# The request:
Put all of the lines below into a two-column CSV with the columns "request" and "outline". Make one row per request, pairing its full text with its answer, put each in a single quoted field, and replace every line break with a space.

***** Extracted material

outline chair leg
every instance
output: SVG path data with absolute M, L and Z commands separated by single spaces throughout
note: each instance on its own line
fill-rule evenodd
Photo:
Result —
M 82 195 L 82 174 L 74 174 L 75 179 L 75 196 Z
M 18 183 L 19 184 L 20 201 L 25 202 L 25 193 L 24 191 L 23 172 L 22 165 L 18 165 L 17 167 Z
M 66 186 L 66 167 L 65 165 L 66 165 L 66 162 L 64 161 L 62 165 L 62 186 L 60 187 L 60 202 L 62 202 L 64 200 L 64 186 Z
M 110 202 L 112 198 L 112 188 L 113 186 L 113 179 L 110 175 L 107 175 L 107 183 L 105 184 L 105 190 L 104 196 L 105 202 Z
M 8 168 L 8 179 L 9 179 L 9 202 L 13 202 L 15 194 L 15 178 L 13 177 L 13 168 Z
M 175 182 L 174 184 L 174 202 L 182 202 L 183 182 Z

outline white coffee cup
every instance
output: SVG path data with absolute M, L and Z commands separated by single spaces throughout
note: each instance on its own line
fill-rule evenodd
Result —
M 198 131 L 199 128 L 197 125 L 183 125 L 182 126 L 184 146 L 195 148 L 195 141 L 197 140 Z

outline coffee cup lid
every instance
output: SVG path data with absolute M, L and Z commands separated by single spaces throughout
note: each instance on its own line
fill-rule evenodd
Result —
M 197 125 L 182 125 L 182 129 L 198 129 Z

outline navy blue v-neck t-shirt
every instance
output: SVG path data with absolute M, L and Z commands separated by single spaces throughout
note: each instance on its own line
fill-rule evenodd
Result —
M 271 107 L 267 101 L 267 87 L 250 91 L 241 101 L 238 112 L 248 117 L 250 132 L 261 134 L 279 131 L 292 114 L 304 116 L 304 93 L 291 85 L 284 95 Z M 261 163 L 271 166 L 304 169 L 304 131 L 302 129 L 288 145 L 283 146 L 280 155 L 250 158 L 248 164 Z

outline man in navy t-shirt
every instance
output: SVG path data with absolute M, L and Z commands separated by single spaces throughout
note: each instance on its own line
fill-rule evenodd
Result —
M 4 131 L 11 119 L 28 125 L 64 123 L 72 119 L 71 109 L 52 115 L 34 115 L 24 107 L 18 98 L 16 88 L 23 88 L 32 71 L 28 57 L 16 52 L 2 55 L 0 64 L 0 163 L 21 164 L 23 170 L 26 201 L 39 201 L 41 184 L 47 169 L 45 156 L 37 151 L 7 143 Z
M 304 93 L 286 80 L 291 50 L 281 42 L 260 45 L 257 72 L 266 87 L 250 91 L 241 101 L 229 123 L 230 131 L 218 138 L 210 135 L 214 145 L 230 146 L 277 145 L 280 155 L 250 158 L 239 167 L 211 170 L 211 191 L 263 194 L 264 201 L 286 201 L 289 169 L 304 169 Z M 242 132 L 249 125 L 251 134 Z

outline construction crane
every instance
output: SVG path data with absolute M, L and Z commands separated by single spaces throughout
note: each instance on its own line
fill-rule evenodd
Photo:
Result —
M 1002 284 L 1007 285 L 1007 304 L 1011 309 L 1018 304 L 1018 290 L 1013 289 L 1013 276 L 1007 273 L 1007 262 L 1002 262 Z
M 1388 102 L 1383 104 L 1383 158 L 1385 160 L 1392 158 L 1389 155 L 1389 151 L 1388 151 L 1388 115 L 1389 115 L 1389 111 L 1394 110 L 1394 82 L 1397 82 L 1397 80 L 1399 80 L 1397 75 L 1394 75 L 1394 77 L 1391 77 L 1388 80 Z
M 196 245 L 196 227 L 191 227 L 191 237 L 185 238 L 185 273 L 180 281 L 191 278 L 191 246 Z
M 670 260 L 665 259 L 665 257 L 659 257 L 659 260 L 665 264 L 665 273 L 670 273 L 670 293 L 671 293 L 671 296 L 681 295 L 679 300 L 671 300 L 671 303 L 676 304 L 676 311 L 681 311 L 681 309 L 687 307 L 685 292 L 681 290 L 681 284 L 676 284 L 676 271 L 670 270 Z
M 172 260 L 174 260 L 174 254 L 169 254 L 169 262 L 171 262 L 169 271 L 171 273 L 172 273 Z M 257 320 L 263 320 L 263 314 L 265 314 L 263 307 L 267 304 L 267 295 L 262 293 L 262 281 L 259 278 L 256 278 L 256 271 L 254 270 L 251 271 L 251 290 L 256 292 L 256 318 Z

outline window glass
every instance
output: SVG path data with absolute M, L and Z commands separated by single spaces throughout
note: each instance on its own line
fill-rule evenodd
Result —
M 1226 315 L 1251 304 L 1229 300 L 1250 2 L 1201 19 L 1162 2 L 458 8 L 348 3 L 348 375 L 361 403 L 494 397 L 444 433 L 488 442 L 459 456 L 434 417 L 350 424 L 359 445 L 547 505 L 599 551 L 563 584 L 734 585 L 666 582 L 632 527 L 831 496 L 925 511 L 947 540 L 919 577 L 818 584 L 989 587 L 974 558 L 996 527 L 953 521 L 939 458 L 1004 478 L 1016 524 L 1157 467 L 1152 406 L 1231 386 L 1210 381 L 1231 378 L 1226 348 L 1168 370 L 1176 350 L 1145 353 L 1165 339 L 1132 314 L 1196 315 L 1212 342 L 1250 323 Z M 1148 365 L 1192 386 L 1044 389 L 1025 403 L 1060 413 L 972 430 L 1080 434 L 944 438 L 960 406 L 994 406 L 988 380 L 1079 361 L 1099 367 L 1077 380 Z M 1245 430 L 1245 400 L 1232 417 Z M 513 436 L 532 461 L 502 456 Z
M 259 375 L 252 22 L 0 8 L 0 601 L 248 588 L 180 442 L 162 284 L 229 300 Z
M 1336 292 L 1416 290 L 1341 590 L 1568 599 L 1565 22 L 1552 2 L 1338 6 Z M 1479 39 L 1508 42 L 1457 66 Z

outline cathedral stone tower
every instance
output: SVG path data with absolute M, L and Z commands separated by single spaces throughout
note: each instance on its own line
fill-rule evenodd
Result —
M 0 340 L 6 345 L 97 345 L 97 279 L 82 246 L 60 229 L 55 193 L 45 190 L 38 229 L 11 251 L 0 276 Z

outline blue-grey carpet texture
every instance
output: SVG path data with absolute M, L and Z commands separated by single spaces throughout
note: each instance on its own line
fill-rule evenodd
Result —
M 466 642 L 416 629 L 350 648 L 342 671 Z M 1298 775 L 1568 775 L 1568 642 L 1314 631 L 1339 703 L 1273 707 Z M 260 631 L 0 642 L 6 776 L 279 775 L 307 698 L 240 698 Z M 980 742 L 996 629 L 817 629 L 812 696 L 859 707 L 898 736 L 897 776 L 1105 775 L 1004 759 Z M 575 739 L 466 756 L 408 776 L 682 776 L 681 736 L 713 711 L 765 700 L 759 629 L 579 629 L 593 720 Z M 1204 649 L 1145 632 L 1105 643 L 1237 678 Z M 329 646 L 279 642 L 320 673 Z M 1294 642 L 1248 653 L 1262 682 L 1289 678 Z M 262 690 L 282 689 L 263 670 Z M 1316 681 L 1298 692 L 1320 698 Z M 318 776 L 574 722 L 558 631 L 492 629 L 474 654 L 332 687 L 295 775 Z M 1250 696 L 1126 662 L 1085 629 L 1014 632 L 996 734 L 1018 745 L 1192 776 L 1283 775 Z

**********

# Reply:
request,outline
"outline chair leg every instance output: SVG path data with absolute M, L and Z commands separated by single spaces throughout note: each instance on its own line fill-rule evenodd Photo: Result —","M 82 195 L 82 174 L 74 174 L 75 179 L 75 196 Z M 18 183 L 19 184 L 20 201 L 25 202 L 25 193 L 24 191 L 23 172 L 22 165 L 18 165 L 17 167 Z M 66 186 L 66 167 L 65 165 L 66 165 L 66 162 L 64 161 L 62 165 L 62 186 L 60 187 L 60 202 L 62 202 L 64 200 L 64 186 Z M 110 202 L 112 198 L 112 188 L 113 186 L 113 179 L 110 175 L 107 175 L 107 183 L 105 184 L 105 190 L 104 196 L 105 202 Z M 8 168 L 8 179 L 9 179 L 9 202 L 13 202 L 15 194 L 15 178 L 13 177 L 13 168 Z M 175 182 L 174 184 L 174 202 L 182 202 L 183 182 Z"
"outline white coffee cup every instance output: SVG path data with absolute M, L and Z commands separated by single spaces throughout note: each instance on its own line fill-rule evenodd Result —","M 198 131 L 199 128 L 197 125 L 183 125 L 182 126 L 184 146 L 195 148 L 195 141 L 197 140 Z"
"outline coffee cup lid every instance output: SVG path data with absolute M, L and Z commands separated by single spaces throughout note: each instance on its own line fill-rule evenodd Result —","M 197 125 L 182 125 L 182 129 L 198 129 Z"
"outline navy blue v-neck t-shirt every instance output: SVG path data with absolute M, L and Z commands separated by single spaces throughout note: each instance on its own line fill-rule evenodd Result —","M 271 107 L 267 101 L 267 87 L 250 91 L 241 101 L 238 112 L 248 117 L 250 132 L 261 134 L 279 131 L 292 114 L 304 116 L 304 93 L 291 85 L 284 95 Z M 261 163 L 271 166 L 304 169 L 304 131 L 302 129 L 288 145 L 283 146 L 280 155 L 250 158 L 248 164 Z"
"outline man in navy t-shirt every instance output: SVG path data with absolute M, L and Z commands separated by single spaces throughout note: each instance on its own line fill-rule evenodd Result —","M 4 131 L 11 119 L 28 125 L 64 123 L 72 119 L 71 109 L 52 115 L 34 115 L 24 107 L 18 98 L 16 88 L 23 88 L 32 71 L 28 57 L 16 52 L 2 55 L 0 64 L 0 163 L 21 164 L 23 170 L 26 201 L 39 201 L 41 184 L 47 169 L 45 156 L 37 151 L 7 143 Z M 304 93 L 286 80 L 291 50 L 281 42 L 260 45 L 257 72 L 266 87 L 250 91 L 241 101 L 229 123 L 230 131 L 218 138 L 210 135 L 214 145 L 230 146 L 277 145 L 280 155 L 250 158 L 239 167 L 211 170 L 211 191 L 263 194 L 264 201 L 286 201 L 289 169 L 304 169 Z M 242 132 L 249 125 L 251 134 Z"
"outline construction crane every instance output: SVG path data with absolute M, L and Z commands separated by single spaces throughout note: each instance on its own line fill-rule evenodd Photo: Result —","M 1002 284 L 1007 285 L 1007 304 L 1011 309 L 1018 304 L 1018 290 L 1013 289 L 1013 276 L 1007 273 L 1007 262 L 1002 262 Z M 1388 102 L 1383 104 L 1383 158 L 1385 160 L 1392 158 L 1389 155 L 1389 151 L 1388 151 L 1388 115 L 1389 115 L 1389 111 L 1394 110 L 1394 82 L 1397 82 L 1397 80 L 1399 80 L 1397 75 L 1394 75 L 1394 77 L 1391 77 L 1388 80 Z M 196 245 L 196 227 L 191 227 L 191 237 L 185 238 L 185 273 L 180 281 L 191 278 L 191 246 Z M 670 260 L 665 259 L 665 257 L 659 257 L 659 260 L 665 264 L 665 273 L 670 273 L 670 293 L 671 293 L 671 296 L 681 295 L 679 300 L 671 300 L 671 303 L 676 304 L 676 311 L 681 311 L 681 309 L 687 307 L 685 292 L 681 290 L 681 284 L 676 284 L 676 271 L 670 270 Z M 172 260 L 174 260 L 174 254 L 169 254 L 169 262 L 171 262 L 169 271 L 171 273 L 172 273 Z M 257 320 L 263 320 L 263 314 L 265 314 L 263 307 L 267 304 L 267 295 L 262 293 L 262 281 L 259 278 L 256 278 L 256 271 L 254 270 L 251 271 L 251 290 L 256 292 L 256 318 Z"
"outline window glass every instance output: SVG path data with absolute M, L and Z commands separated by single spaces throughout note: each instance on its own line fill-rule evenodd Result —","M 1226 315 L 1251 304 L 1229 300 L 1250 2 L 1201 19 L 1162 2 L 458 8 L 348 3 L 348 375 L 361 403 L 494 397 L 444 433 L 488 442 L 459 456 L 434 417 L 350 424 L 359 445 L 547 505 L 599 551 L 563 584 L 734 585 L 666 582 L 632 527 L 831 496 L 925 511 L 947 540 L 919 577 L 818 584 L 989 587 L 974 558 L 996 527 L 953 521 L 939 458 L 1004 478 L 1016 524 L 1157 467 L 1152 406 L 1231 386 L 1210 381 L 1231 378 L 1226 348 L 1168 370 L 1176 350 L 1145 353 L 1165 339 L 1132 314 L 1196 315 L 1212 342 L 1250 323 Z M 1148 365 L 1192 386 L 1044 389 L 1025 403 L 1060 413 L 972 430 L 1080 434 L 944 438 L 960 406 L 994 406 L 988 380 L 1079 361 L 1099 367 L 1077 380 Z M 1245 430 L 1245 400 L 1232 417 Z M 513 436 L 532 461 L 502 456 Z M 259 375 L 252 22 L 0 8 L 0 601 L 248 588 L 180 442 L 162 284 L 229 300 Z M 1336 292 L 1416 290 L 1341 590 L 1568 599 L 1565 22 L 1552 2 L 1338 6 Z M 1479 39 L 1508 42 L 1457 66 Z"
"outline cathedral stone tower every instance output: SVG path data with absolute M, L and Z commands separated by single spaces throughout note: each instance on its own line fill-rule evenodd Result —","M 0 340 L 6 345 L 97 345 L 97 279 L 82 246 L 60 229 L 55 193 L 45 190 L 38 229 L 11 251 L 0 276 Z"
"outline blue-grey carpet texture every instance output: SVG path data with absolute M, L and Z commands separated by single spaces throughout note: each instance on its own line fill-rule evenodd Result —","M 466 642 L 416 629 L 350 648 L 342 671 Z M 1298 775 L 1568 775 L 1568 642 L 1314 631 L 1339 703 L 1273 707 Z M 260 631 L 0 642 L 6 776 L 279 775 L 307 698 L 240 698 Z M 980 742 L 996 629 L 817 629 L 812 696 L 859 707 L 898 736 L 897 776 L 1105 775 L 1004 759 Z M 575 739 L 466 756 L 408 776 L 682 776 L 681 736 L 713 711 L 765 700 L 759 629 L 579 629 L 593 720 Z M 1204 649 L 1145 632 L 1105 643 L 1237 678 Z M 329 646 L 279 642 L 320 673 Z M 1294 642 L 1248 653 L 1262 682 L 1289 678 Z M 262 690 L 282 689 L 263 670 Z M 1316 681 L 1298 692 L 1320 698 Z M 318 776 L 574 722 L 558 631 L 492 629 L 474 654 L 332 687 L 295 775 Z M 1250 696 L 1126 662 L 1085 629 L 1014 632 L 996 734 L 1018 745 L 1192 776 L 1283 775 Z"